BEGIN Given data
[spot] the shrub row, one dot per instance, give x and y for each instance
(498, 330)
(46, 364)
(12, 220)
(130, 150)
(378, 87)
END Given data
→ **Required task**
Copy the rows above line for line, keeping every character unchanged.

→ **Result for this task**
[spot] the shrub row, one dot per instance, give x and y for each instance
(498, 330)
(46, 364)
(12, 220)
(130, 150)
(378, 87)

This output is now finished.